初夏、新しい環境でこれから始まる長い夏休みに胸を躍らせ、
新しい出会い、楽しい出来事、永遠に続いて欲しいと思うような日々を過ごし、
近づく夏の終わり、夏の日々に貰った目標に向かってがむしゃらに突き進む――

 

そんな夏休みを存分に味わうことのできる作品です。
気になった方はぜひプレイしてみてください。きっとあなたの理想の夏休みが見つかるはずです。

 

 

ゲーム音楽ピックアップ

  1. アルカテイル

    youtu.be無印のopです。
     

  2. アスタロア
    RB版のオープニングです。動画は最初の方に掲載しました。
     
  3. SummerPockets
    タイトル画面の曲です。優しい音色が本作とマッチしていてよいです。
###
**課題 1**.
記事の「ゲーム音楽ピックアップ」に並ぶ曲名をすべて挙げること。
**課題 2**.
記事について次の問いに答えること。
(a) 作品が気になった人に、記事は何をするよう勧めているか。
(b) 「アスタロア」は何のオープニングか。
(c) 「SummerPockets」はどの画面の曲か。
**課題 3**.
夏休みを描いた作品とその音楽を紹介する記事を、最後の文の後から書き継ぐこと。
記録は記事とは別の資料である。

**記録一覧**.
###
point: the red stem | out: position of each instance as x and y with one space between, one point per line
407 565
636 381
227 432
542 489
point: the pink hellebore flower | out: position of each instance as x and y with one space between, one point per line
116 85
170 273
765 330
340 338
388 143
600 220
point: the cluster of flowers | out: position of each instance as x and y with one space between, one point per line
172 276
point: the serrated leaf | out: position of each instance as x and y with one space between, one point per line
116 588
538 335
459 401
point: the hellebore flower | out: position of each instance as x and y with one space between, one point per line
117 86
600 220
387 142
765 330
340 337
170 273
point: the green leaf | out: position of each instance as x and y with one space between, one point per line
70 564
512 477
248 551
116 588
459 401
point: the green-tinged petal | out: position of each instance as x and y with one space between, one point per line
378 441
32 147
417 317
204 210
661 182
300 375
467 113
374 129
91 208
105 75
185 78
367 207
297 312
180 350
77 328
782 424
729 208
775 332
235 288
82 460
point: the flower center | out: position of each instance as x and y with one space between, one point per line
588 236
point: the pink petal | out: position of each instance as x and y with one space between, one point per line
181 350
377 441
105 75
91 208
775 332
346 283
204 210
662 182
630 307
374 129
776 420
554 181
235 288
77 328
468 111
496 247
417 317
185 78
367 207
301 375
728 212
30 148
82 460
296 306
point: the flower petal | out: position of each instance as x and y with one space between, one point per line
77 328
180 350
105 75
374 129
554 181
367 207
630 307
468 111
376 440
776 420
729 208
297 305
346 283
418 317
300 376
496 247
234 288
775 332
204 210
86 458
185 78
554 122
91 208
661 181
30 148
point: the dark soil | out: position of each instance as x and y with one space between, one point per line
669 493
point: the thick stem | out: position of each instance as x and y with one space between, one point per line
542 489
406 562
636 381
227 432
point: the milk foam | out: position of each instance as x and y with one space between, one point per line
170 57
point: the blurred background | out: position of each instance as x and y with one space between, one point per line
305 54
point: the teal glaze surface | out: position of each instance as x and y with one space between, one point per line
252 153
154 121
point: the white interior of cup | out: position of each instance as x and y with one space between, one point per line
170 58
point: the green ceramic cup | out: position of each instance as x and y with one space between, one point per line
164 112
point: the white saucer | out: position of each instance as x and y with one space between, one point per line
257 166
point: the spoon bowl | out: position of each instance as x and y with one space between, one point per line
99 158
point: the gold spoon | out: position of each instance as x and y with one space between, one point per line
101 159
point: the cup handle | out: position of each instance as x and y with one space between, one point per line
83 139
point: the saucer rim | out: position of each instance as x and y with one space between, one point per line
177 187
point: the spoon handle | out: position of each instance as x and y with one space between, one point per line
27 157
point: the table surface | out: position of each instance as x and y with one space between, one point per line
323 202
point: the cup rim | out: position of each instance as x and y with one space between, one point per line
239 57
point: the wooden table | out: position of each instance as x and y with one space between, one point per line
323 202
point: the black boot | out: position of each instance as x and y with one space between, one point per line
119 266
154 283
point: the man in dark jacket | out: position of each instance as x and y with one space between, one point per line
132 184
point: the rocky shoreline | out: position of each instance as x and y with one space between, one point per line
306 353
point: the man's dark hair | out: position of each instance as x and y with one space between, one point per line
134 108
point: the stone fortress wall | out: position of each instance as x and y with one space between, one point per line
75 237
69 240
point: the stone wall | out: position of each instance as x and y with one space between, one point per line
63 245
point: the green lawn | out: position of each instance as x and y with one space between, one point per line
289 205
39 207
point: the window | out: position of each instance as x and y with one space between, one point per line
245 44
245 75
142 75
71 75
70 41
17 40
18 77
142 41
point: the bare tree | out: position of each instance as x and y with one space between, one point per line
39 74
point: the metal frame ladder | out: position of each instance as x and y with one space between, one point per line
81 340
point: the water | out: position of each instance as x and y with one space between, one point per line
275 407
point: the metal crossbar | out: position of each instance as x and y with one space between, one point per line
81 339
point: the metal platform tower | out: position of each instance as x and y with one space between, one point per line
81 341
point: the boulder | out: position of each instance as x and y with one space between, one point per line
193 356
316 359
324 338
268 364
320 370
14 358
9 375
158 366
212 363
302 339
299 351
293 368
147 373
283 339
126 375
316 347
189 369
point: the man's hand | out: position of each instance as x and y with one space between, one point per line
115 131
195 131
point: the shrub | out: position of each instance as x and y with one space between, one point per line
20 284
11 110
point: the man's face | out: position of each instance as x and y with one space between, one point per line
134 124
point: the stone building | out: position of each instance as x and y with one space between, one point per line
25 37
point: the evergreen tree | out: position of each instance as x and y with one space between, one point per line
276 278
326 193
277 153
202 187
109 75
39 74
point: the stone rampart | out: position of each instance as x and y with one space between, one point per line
###
**解答 1**.
アルカテイル
アスタロア
SummerPockets

**解答 2**.
(a) ぜひプレイしてみること。
(b) RB版のオープニング。
(c) タイトル画面の曲。

**解答 3**.
  4. Sea, you & me
    生命の生い茂る力強い夏、そしていつかは終わってしまう儚い夏を表現したような曲です。とてもいい曲なのでぜひ聴いてみて欲しいです。
     
  5. Adventure for Black
    鴎のテーマ曲です。ヴァイオリンの音色が心地よく、一番楽しく穏やかな夏休み感を出しているBGMだと思います。ボーカル版も好き。
     
  6. 夏の砂時計
    各ルート後半で流れる挿入歌です。この曲が流れるシーンは、だいたい涙も流れてしまいます。
     
  7. Lasting Moment
    各ルートのエンディング曲です。駆け抜けるような疾走感がたまりません。一番好きな曲です。
     
  8. 夜奏花
    Trueルートの挿入歌として使われます。この曲が流れるところが本作の最大の見せ場と言ってもいいでしょう。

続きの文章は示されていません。